What is needed.
What do the lines from the one containing "the moss-covered tree" through the end of the entries say? Quote them exactly, and only them.

Task material.
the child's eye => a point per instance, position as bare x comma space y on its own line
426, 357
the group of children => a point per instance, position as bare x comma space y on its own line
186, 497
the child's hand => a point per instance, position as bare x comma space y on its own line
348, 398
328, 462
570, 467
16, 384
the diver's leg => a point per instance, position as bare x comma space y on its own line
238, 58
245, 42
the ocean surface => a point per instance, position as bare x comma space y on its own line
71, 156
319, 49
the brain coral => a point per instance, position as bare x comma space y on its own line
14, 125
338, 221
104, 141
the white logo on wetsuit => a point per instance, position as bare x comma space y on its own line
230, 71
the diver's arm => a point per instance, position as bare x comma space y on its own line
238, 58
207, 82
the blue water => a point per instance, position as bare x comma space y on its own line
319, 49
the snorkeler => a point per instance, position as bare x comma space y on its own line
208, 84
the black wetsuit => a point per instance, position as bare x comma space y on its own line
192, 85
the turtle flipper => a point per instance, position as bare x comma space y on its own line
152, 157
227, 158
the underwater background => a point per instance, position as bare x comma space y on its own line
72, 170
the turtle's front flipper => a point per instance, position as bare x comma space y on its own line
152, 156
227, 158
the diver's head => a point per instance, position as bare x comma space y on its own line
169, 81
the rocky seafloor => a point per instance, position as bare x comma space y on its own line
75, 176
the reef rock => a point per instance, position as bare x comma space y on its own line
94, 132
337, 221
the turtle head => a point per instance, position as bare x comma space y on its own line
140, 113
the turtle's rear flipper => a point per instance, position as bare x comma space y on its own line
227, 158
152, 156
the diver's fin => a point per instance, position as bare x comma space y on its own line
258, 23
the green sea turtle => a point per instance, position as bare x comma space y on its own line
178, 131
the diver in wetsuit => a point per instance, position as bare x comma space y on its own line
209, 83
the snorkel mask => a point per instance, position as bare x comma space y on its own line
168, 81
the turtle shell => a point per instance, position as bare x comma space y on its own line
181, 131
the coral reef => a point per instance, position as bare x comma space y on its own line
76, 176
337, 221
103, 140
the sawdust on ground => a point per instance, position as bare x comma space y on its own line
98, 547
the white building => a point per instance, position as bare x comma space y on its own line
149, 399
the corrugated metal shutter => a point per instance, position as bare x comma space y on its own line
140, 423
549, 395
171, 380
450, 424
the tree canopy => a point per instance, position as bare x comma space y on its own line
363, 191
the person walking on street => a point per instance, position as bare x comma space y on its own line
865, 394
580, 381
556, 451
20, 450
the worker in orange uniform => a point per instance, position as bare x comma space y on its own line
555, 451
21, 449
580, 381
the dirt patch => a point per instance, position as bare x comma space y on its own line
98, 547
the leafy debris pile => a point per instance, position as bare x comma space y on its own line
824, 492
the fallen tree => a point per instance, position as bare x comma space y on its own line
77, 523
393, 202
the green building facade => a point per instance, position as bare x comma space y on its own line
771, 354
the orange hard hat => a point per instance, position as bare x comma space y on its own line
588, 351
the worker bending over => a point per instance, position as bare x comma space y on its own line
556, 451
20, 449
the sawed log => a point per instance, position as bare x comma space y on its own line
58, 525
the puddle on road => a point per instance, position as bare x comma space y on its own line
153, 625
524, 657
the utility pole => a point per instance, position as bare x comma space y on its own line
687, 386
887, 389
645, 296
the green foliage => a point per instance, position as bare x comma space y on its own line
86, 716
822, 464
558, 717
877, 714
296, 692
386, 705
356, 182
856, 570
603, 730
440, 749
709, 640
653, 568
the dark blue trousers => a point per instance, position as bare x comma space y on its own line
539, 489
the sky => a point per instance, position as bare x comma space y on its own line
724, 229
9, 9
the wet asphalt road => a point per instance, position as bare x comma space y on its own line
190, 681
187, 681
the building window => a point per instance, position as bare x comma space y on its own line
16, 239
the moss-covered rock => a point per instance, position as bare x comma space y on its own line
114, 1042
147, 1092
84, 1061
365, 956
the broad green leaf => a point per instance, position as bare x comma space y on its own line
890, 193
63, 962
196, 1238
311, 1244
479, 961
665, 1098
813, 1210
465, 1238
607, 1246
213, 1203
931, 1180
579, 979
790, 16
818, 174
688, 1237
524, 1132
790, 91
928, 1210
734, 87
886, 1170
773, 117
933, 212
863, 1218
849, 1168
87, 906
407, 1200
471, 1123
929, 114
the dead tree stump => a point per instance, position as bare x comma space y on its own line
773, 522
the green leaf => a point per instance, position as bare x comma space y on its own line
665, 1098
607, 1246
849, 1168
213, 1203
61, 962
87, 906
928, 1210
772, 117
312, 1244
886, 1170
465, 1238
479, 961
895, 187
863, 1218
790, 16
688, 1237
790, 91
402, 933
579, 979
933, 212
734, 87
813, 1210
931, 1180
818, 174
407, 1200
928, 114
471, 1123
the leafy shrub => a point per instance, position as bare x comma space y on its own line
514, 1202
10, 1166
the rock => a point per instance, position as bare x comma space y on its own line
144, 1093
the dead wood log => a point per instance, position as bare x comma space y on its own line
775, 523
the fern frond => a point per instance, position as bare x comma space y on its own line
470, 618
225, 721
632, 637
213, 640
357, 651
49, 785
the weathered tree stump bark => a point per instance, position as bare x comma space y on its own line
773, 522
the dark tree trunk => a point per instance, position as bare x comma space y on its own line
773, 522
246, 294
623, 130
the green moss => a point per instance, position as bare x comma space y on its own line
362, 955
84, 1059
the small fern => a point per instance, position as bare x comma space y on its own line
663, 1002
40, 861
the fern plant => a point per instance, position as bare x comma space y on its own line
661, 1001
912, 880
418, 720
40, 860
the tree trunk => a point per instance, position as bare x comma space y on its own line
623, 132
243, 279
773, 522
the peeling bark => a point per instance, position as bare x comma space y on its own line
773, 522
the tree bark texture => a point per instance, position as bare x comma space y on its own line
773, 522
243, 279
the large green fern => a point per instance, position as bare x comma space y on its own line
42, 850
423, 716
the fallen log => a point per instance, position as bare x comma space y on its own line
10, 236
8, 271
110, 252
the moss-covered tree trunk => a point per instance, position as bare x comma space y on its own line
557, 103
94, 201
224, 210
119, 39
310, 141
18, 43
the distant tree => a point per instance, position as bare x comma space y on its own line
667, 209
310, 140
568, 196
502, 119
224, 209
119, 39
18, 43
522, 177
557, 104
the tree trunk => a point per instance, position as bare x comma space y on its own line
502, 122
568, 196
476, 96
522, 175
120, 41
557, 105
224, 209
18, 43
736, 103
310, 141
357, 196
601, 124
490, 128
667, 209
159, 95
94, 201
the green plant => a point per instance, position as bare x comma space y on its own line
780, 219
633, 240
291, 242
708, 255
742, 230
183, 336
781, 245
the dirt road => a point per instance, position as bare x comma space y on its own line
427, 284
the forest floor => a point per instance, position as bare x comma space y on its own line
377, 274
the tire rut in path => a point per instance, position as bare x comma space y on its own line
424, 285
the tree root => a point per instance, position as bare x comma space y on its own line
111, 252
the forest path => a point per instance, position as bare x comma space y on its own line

Result of the exercise.
the moss-covered tree trunk => a point per instance, position as bare x comma space y on its own line
557, 103
94, 201
224, 210
119, 39
310, 141
18, 43
the distant tree => a point per instance, position as bare x comma space y on its own line
667, 209
310, 140
568, 196
502, 119
224, 209
119, 39
18, 43
522, 177
557, 104
the tree trunk => a point per instance, position as bare x comma space y on its own line
502, 122
568, 196
476, 96
522, 175
120, 41
557, 105
224, 209
18, 43
736, 103
310, 141
357, 196
601, 124
490, 128
667, 209
159, 95
94, 201
the green plant => a point per instance, position as bare x comma space y on its own line
780, 219
633, 240
291, 242
708, 255
742, 230
183, 336
781, 245
the dirt road => a point per instance, position as bare x comma space y on its own line
427, 284
the forest floor => a point per instance, position as bare x comma space y on its own line
377, 274
the tire rut in path => a point per instance, position as bare x comma space y on its own line
424, 285
the tree root => a point per instance, position as bare x comma space y on its own line
111, 252
the forest path => a point per instance, position as bare x comma space y on its own line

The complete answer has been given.